> **TASK REQUIREMENTS**:
Give the records once more, exactly as they stand.

> **DATA EXCERPTS**:
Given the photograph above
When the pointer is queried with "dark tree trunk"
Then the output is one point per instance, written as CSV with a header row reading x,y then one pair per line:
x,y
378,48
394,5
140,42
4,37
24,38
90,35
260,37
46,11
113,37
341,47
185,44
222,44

> **YOUR RESPONSE**:
Given the photograph above
When the pointer is queried with "dark tree trunk"
Then the output is one point per instance, written as CSV with a header row reading x,y then one pair per line:
x,y
378,48
394,5
140,42
4,37
24,38
90,35
260,37
46,11
113,37
341,47
185,44
222,44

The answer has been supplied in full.